- Short problem
Output the records exactly as they appear, with no pictures included.

========

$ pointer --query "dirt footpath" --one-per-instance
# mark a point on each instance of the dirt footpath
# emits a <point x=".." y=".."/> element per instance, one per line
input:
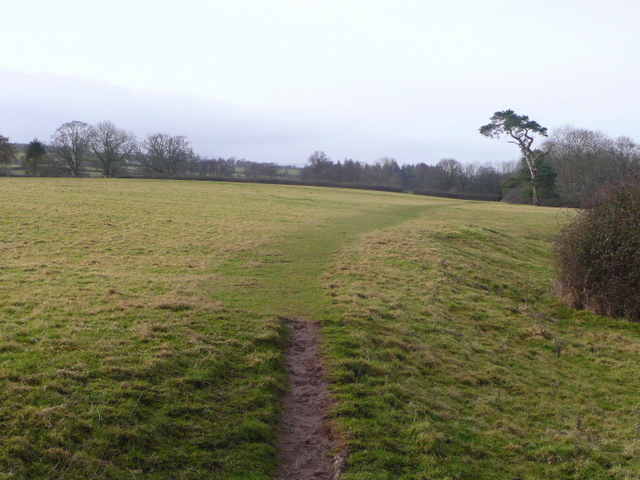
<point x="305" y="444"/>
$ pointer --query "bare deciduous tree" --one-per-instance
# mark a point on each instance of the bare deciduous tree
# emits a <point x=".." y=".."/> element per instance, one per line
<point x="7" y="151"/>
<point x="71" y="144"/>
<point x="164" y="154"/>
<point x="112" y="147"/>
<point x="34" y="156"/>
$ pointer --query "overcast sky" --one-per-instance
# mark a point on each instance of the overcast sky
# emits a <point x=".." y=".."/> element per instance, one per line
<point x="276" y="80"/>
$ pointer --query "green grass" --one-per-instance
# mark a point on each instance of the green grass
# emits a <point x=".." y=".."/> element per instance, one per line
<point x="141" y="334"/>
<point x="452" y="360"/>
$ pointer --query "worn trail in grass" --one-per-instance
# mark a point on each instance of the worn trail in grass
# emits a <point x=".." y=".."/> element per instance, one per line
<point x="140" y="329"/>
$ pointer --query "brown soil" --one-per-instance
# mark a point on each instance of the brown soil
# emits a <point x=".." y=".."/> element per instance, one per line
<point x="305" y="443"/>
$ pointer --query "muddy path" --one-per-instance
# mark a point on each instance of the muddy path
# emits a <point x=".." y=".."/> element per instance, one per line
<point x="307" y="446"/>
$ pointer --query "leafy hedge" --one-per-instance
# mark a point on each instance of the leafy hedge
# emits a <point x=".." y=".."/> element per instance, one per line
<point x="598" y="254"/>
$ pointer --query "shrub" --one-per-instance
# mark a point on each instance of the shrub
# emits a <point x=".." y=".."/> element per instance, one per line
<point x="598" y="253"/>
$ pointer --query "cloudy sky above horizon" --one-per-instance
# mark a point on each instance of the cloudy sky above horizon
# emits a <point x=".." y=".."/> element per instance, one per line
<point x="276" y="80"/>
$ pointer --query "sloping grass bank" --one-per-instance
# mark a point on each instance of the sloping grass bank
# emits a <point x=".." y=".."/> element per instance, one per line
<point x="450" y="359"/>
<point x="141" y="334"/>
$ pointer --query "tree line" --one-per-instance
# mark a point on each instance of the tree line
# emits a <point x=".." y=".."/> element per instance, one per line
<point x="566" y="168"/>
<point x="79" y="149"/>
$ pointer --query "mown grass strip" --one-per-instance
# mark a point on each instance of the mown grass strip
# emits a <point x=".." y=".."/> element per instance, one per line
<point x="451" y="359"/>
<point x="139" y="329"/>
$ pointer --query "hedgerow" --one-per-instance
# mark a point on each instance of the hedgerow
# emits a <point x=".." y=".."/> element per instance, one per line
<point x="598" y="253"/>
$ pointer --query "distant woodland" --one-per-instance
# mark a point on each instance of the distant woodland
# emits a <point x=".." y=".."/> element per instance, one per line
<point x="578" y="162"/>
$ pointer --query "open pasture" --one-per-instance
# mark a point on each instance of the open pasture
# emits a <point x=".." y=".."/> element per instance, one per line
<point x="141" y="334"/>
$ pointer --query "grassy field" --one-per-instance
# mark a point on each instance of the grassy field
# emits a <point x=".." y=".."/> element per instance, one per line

========

- Full solution
$ pointer --query "dirt footpath" --one-per-instance
# mark a point on each instance of the dirt footpath
# emits a <point x=".." y=".."/> element per instance, one per line
input:
<point x="305" y="444"/>
$ pointer --query "bare deciduous tree" --one-per-instance
# mark a point on each instance of the bare deciduous tree
# emits a <point x=".." y=".."/> element per instance, one per line
<point x="7" y="151"/>
<point x="71" y="144"/>
<point x="164" y="154"/>
<point x="112" y="147"/>
<point x="34" y="156"/>
$ pointer --query "overcast sky" --one-per-instance
# mark a point on each instance of the overcast sky
# emits a <point x=".." y=".."/> element per instance, one per line
<point x="276" y="80"/>
$ pointer --query "green grass" --one-per-instance
# mark a point on each instance of the green grass
# emits a <point x=".." y=".."/> element per instance, one per line
<point x="141" y="334"/>
<point x="452" y="360"/>
$ pointer --query "worn trail in grass" --one-per-instance
# mark a point on each instance of the worn trail in grass
# emits a <point x=".." y=".."/> element per instance, one per line
<point x="140" y="329"/>
$ pointer --query "brown soil" --one-per-instance
# mark a point on each instance of the brown soil
# emits a <point x=".." y=".."/> element per instance, one per line
<point x="305" y="443"/>
$ pointer --query "muddy path" --one-per-instance
# mark a point on each instance of the muddy path
# emits a <point x=".." y=".."/> element per instance, one per line
<point x="307" y="446"/>
$ pointer --query "leafy hedge" --one-per-instance
# mark a point on each instance of the leafy hedge
# emits a <point x=".." y=".."/> element per instance, one per line
<point x="598" y="254"/>
$ pointer --query "shrub" --one-per-instance
# mark a point on each instance of the shrub
# emits a <point x=".." y=".."/> element per instance, one per line
<point x="598" y="253"/>
$ pointer --query "cloudy sky above horizon" --one-per-instance
# mark a point on each instance of the cloudy sky above horizon
# emits a <point x=".." y=".."/> element per instance, one per line
<point x="276" y="80"/>
$ pointer --query "sloping grass bank" --one-per-instance
# mark a point on each instance of the sloping grass bank
# emits a <point x=".." y=".."/> element per instance, one per line
<point x="450" y="359"/>
<point x="141" y="334"/>
$ pointer --query "tree line" --one-per-instance
# mark a point on each instance of the tree line
# emits a <point x=".." y=".."/> element per instance, one per line
<point x="566" y="168"/>
<point x="79" y="149"/>
$ pointer --query "mown grass strip" --one-per-instance
# mark a point on each instance of the mown grass strip
# emits a <point x=".." y=".."/> element per instance, one per line
<point x="451" y="359"/>
<point x="139" y="329"/>
$ pointer --query "hedgerow" --one-per-instance
# mark a point on each instance of the hedgerow
# emits a <point x=".." y=".."/> element per instance, one per line
<point x="598" y="253"/>
$ pointer --query "distant woodland" --one-per-instance
# mark a point on each instance of the distant woodland
# emits a <point x=".." y=".."/> element per instance, one per line
<point x="578" y="162"/>
$ pointer --query "open pasture" --one-per-instance
# mark a point on each instance of the open pasture
# emits a <point x=".." y=".."/> element per instance, one per line
<point x="141" y="334"/>
$ pointer --query "grassy field" --one-per-instance
# mark a point on each instance of the grassy field
# emits a <point x=".." y=".."/> element per instance, one per line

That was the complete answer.